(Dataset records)
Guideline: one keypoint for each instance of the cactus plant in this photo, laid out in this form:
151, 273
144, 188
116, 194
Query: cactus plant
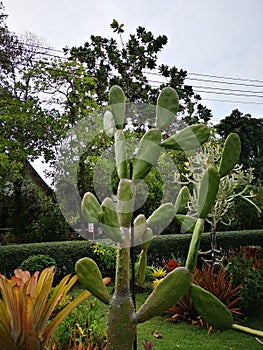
117, 222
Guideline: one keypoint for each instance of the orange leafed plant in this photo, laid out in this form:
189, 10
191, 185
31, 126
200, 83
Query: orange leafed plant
27, 305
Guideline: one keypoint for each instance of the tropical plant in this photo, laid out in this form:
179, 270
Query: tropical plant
217, 282
234, 183
245, 266
27, 305
37, 263
117, 223
84, 328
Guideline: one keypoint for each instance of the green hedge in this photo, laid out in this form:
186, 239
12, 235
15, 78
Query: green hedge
64, 253
162, 248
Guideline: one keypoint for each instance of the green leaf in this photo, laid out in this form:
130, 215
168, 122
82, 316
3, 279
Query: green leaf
166, 108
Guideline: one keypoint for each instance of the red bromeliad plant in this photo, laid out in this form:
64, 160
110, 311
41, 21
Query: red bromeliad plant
217, 283
27, 305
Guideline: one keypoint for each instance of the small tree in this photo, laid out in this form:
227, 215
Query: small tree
234, 184
117, 224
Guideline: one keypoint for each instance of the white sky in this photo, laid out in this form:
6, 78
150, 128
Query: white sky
222, 38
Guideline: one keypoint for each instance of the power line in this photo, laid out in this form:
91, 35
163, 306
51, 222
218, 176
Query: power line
208, 89
224, 77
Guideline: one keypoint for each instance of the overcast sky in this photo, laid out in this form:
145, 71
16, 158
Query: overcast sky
222, 38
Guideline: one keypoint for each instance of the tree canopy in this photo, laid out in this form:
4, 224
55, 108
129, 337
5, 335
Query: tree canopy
250, 131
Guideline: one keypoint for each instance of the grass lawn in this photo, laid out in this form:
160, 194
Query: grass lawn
185, 336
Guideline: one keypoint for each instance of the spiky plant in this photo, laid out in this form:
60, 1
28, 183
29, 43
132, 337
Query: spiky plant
117, 223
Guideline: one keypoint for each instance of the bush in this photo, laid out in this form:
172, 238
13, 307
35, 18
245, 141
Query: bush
66, 254
245, 266
162, 249
37, 263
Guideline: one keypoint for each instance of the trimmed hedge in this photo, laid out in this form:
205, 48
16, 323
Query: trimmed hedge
64, 253
162, 248
165, 246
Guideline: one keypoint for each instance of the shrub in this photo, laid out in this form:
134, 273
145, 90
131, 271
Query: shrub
216, 281
37, 263
85, 326
66, 253
245, 266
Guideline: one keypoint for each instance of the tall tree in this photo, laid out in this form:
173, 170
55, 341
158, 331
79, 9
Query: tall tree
250, 131
127, 64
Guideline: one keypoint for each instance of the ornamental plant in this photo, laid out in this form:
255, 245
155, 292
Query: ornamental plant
27, 305
119, 225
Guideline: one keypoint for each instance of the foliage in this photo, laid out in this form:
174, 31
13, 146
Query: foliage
216, 281
245, 266
85, 326
126, 65
106, 254
27, 305
37, 263
162, 248
250, 131
235, 184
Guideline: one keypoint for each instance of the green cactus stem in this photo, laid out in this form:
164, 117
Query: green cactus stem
194, 245
212, 310
121, 323
167, 293
142, 265
120, 154
147, 154
146, 242
166, 108
182, 200
188, 138
248, 330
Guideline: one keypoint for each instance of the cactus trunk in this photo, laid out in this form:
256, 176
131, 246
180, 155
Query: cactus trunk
121, 323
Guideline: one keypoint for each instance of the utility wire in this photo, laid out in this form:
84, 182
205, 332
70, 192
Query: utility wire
208, 89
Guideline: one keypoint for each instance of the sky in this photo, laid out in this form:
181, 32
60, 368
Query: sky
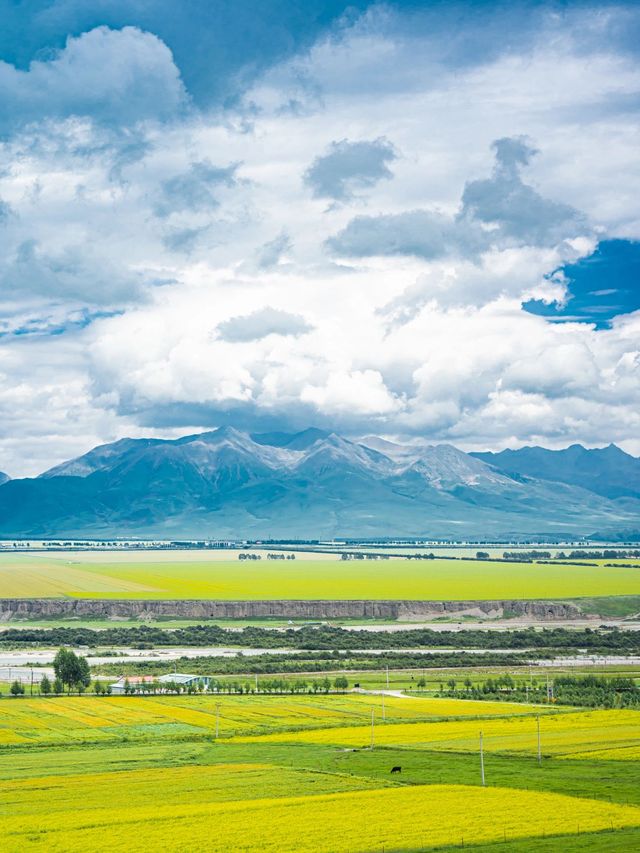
419, 220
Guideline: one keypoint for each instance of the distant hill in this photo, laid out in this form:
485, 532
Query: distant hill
314, 483
608, 471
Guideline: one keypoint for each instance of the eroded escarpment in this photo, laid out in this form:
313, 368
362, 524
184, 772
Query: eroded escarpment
11, 608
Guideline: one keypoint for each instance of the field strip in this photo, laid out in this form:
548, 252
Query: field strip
87, 719
568, 733
182, 578
398, 818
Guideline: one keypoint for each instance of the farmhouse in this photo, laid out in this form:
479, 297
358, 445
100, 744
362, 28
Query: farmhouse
179, 679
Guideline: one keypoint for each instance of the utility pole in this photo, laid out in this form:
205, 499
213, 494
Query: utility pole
548, 694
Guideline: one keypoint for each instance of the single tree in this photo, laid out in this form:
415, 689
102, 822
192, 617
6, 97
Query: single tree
71, 669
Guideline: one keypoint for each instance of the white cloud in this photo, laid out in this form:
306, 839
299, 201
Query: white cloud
434, 343
118, 76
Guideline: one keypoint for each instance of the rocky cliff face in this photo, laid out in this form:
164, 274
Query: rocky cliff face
406, 610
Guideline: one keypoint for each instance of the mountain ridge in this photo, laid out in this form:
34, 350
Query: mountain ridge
230, 483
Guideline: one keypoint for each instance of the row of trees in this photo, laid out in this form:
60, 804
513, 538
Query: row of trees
270, 685
327, 637
588, 691
72, 671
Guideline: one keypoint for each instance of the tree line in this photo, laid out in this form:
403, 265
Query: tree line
318, 637
588, 691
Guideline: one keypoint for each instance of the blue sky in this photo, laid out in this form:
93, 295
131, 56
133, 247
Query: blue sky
415, 219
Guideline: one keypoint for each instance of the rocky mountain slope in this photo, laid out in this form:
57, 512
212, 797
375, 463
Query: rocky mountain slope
228, 483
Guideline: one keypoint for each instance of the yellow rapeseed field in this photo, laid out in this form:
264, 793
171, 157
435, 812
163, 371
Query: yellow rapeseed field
114, 717
401, 817
560, 733
179, 575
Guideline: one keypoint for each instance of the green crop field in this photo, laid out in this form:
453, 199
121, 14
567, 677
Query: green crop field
150, 576
303, 773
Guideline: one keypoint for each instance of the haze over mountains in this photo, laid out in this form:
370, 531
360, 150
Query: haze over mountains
314, 483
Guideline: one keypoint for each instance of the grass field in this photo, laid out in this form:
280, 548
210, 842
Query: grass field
84, 773
150, 576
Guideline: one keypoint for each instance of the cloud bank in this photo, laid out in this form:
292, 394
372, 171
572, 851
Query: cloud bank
342, 234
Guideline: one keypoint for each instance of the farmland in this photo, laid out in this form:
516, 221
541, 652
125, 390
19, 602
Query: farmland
149, 772
181, 575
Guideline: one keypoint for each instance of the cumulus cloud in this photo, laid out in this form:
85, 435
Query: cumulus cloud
116, 76
520, 214
271, 253
73, 274
499, 211
411, 323
259, 324
195, 189
422, 233
348, 167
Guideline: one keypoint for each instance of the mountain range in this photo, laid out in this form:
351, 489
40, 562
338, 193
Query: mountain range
315, 484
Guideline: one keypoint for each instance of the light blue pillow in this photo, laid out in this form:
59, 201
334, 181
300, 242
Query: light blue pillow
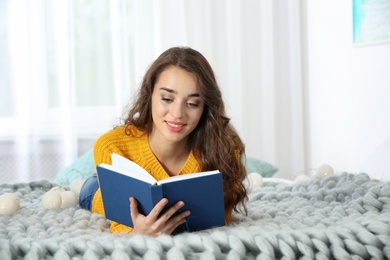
263, 168
82, 168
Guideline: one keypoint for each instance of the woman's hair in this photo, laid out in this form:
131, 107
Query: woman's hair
214, 142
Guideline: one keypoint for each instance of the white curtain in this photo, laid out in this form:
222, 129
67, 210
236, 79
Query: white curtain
68, 68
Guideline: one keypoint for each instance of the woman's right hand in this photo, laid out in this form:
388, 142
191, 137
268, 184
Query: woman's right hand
153, 224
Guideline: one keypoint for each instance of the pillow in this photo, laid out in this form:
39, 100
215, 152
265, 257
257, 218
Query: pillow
263, 168
82, 168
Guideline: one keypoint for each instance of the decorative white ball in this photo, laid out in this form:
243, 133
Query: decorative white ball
302, 178
255, 179
51, 200
76, 185
69, 199
324, 171
58, 189
9, 203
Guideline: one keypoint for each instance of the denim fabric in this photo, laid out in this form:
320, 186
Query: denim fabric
87, 192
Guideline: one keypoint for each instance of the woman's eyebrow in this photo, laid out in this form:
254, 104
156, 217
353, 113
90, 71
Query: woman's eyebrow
175, 92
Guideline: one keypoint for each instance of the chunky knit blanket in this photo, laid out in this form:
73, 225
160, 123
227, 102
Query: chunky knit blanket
344, 216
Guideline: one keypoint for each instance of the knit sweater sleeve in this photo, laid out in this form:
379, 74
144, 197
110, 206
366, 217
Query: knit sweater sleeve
103, 148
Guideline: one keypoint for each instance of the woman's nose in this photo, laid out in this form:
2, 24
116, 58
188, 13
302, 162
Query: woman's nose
177, 110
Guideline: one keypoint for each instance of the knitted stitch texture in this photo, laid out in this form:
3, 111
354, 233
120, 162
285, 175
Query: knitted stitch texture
345, 216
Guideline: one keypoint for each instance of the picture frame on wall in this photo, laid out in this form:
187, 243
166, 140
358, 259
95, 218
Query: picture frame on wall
371, 21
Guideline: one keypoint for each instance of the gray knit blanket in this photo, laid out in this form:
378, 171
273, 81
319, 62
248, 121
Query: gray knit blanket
344, 216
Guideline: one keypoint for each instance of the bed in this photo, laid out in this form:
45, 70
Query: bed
344, 216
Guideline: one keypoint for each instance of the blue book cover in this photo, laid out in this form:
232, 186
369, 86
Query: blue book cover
202, 194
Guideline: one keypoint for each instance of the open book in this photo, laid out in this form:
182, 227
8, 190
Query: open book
201, 192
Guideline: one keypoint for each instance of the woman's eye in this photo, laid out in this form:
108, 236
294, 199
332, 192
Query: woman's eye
168, 100
193, 104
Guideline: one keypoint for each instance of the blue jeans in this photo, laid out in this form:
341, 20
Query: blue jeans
87, 192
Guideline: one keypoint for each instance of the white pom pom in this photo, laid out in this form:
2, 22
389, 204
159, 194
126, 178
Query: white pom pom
68, 199
302, 178
254, 180
76, 185
9, 203
58, 189
324, 171
51, 200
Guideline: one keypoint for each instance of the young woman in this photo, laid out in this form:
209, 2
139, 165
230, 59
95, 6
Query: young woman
177, 125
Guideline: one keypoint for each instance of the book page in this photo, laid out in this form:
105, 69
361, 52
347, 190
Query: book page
130, 168
188, 176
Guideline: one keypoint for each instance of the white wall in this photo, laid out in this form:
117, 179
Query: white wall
348, 94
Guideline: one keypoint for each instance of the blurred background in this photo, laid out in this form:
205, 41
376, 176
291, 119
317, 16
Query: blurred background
302, 83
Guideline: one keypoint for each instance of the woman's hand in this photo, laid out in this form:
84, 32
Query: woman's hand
154, 225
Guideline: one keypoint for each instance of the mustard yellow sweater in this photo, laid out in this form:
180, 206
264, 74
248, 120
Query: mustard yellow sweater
136, 148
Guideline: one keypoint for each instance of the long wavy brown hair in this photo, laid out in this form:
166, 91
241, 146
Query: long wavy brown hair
214, 142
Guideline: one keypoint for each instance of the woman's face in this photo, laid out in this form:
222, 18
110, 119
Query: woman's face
176, 105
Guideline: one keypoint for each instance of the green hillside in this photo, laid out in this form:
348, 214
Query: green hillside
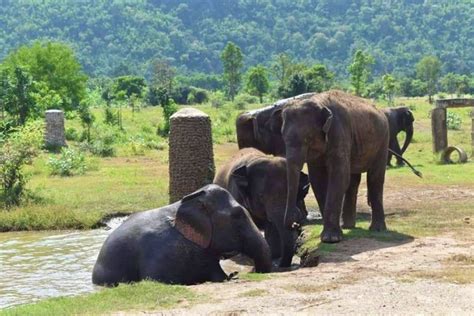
110, 35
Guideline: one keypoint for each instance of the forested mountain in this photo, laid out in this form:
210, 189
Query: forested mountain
108, 35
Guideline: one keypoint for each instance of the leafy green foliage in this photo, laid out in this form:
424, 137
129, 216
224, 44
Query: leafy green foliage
70, 162
257, 81
169, 108
232, 61
360, 71
428, 70
16, 151
53, 67
120, 38
453, 121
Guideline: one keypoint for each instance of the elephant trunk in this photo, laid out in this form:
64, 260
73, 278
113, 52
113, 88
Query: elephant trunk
295, 158
408, 138
255, 246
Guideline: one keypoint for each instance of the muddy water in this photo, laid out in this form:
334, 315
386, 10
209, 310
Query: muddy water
38, 265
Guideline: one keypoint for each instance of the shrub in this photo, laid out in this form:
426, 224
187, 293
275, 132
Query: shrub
169, 108
217, 99
69, 163
72, 134
453, 121
17, 150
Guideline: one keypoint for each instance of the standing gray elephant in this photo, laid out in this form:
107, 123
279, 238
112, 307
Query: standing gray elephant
339, 136
182, 242
258, 182
399, 119
256, 128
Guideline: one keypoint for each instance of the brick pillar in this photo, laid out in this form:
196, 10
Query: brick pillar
54, 136
439, 129
191, 157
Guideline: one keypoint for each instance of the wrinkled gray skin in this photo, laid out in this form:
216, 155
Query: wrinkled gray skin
256, 128
258, 182
399, 119
339, 136
181, 243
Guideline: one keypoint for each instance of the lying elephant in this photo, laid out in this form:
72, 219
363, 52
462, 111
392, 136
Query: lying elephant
258, 182
255, 128
399, 119
182, 242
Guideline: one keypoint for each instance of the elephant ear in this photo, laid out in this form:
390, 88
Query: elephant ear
239, 181
193, 219
303, 186
276, 121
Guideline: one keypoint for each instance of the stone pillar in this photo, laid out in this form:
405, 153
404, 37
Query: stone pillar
54, 136
191, 157
472, 132
439, 129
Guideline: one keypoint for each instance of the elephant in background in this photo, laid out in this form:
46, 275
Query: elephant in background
255, 128
399, 119
258, 182
181, 243
339, 136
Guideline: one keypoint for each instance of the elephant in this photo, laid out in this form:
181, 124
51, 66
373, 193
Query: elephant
254, 128
258, 182
182, 243
399, 119
339, 136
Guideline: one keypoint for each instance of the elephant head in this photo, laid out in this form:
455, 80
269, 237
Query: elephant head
261, 186
305, 125
405, 121
213, 220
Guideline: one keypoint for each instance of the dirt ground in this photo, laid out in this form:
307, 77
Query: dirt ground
429, 275
389, 278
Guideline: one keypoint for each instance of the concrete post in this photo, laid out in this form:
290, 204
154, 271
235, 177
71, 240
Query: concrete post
191, 157
439, 129
54, 136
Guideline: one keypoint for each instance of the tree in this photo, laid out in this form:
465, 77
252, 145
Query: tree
282, 68
18, 100
257, 81
232, 60
56, 67
389, 86
428, 70
360, 71
163, 74
319, 78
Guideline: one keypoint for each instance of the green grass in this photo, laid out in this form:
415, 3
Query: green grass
150, 296
129, 183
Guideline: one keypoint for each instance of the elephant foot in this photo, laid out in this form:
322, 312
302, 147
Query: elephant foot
331, 235
378, 226
348, 225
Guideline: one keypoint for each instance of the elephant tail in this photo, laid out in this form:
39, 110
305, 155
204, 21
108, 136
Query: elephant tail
416, 172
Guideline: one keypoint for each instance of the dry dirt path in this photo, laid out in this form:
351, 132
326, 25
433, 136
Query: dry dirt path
410, 278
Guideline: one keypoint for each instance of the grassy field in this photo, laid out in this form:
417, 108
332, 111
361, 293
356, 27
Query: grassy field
440, 203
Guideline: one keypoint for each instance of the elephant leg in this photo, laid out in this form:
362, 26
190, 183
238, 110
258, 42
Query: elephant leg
375, 183
396, 148
319, 179
273, 239
350, 201
339, 179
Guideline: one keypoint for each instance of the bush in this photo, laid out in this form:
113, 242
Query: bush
69, 163
217, 99
72, 134
18, 150
169, 109
453, 121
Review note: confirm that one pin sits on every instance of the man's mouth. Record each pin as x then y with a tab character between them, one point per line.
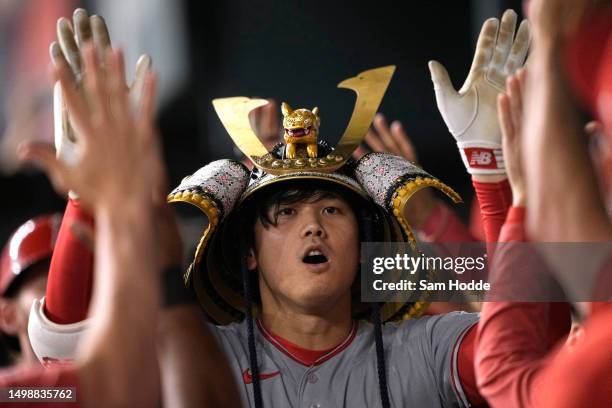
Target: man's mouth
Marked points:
314	257
298	132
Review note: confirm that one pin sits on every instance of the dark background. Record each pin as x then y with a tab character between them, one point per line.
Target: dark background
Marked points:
298	52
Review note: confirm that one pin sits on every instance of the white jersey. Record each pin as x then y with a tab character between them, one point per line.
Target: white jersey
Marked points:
420	355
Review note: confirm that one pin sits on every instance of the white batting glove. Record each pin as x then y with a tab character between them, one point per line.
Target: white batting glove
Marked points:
471	113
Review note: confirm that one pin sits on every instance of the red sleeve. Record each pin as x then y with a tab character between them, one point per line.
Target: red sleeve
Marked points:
71	272
495	200
465	368
584	370
443	225
36	376
514	339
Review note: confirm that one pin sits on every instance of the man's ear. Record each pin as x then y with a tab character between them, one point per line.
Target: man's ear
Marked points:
9	323
251	260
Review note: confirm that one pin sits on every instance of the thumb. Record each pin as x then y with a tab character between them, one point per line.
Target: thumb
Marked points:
442	84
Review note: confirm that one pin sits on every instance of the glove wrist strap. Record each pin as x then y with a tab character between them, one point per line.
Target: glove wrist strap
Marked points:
482	157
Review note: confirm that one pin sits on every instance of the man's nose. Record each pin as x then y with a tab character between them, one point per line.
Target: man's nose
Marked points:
313	228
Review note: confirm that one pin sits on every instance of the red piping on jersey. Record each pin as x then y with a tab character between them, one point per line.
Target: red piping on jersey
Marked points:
304	356
248	377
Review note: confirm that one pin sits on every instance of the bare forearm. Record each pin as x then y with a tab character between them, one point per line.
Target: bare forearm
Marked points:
126	323
564	201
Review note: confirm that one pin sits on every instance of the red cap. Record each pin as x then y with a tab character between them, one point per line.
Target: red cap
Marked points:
30	243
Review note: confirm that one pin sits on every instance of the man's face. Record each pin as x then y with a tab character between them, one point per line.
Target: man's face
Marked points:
309	258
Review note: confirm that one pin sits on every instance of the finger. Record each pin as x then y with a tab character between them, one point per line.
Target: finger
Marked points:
117	91
505	36
374	142
505	118
68	46
443	86
84	233
74	100
484	49
382	127
406	147
516	102
100	33
82	27
360	152
95	84
147	107
518	53
143	65
56	54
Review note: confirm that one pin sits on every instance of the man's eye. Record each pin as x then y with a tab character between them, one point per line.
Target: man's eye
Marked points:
286	211
331	210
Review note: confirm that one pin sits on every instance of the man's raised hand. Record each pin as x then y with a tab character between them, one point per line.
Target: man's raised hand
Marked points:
119	152
470	113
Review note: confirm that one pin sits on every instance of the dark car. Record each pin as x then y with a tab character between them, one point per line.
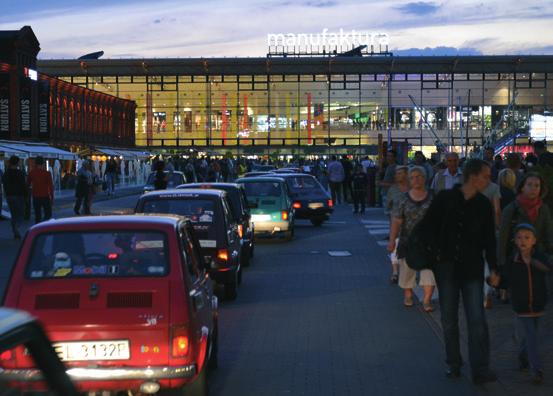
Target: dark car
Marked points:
309	199
239	207
174	179
214	225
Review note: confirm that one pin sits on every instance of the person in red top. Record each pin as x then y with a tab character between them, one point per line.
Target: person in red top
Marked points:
40	181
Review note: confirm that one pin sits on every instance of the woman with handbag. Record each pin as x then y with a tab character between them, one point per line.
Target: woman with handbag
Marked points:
410	210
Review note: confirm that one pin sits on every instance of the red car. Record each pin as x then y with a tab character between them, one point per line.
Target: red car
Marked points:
126	301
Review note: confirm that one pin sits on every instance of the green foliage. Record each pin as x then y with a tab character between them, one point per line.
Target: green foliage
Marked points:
547	173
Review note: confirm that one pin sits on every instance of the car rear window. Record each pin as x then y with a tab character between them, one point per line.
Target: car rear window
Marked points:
98	254
197	210
175	179
302	183
263	189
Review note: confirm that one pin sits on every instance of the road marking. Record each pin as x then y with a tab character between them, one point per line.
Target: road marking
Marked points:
339	253
385	231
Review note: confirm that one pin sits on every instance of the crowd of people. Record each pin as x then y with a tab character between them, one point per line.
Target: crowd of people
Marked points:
487	229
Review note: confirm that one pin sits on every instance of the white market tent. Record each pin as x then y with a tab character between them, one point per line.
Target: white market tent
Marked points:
32	150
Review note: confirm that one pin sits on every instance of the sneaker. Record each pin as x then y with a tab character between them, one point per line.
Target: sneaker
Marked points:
488	302
480	379
537	379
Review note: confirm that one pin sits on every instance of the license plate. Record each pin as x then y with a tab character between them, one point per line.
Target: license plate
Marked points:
261	218
94	350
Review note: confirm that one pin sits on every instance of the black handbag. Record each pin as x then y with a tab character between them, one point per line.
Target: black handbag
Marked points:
420	253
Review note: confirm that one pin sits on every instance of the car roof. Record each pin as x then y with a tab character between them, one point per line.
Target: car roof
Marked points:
214	184
185	192
260	178
110	221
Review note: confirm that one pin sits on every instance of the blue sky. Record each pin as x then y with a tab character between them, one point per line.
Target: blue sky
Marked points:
180	28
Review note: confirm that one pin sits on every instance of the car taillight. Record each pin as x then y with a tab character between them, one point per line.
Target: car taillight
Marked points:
222	254
180	342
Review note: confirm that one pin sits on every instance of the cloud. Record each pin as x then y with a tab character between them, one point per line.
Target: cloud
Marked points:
176	28
418	8
436	51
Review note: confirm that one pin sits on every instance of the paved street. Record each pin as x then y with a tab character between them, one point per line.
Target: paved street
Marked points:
307	323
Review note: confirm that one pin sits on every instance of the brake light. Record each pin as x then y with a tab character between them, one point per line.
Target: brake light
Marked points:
180	342
222	254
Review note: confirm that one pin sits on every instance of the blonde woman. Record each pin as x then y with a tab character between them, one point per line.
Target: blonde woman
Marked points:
410	210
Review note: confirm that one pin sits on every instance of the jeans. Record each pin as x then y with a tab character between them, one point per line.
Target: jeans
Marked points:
17	210
359	200
527	332
336	192
451	287
40	205
110	180
86	204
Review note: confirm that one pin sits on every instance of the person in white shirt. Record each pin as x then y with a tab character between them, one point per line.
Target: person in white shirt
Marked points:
452	175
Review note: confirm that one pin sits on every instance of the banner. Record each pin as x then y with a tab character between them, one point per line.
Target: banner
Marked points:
25	107
4	105
44	109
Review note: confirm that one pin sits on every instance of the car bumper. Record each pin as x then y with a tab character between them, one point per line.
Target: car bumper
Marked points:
102	374
271	227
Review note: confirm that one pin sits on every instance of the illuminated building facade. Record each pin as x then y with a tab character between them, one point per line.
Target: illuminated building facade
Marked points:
321	104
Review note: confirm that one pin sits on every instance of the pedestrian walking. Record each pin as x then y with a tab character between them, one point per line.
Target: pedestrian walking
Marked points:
336	177
450	176
42	190
396	191
82	188
360	183
461	230
525	274
411	209
16	192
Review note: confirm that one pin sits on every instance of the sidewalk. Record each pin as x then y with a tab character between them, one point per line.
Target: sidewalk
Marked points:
501	327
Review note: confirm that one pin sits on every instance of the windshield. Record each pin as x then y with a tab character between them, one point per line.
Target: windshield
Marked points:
197	210
263	189
174	180
98	254
302	183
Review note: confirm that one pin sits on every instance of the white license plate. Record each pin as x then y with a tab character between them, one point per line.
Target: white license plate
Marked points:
261	218
208	243
94	350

> _What you have to do_
Which of the lines above include the word "batting"? Copy each of them.

> _Result_
Review note: confirm that one pin sits on every instance of the white batting glove. Record each pin as x then y with a tab character between them, one point per line.
Target: white batting glove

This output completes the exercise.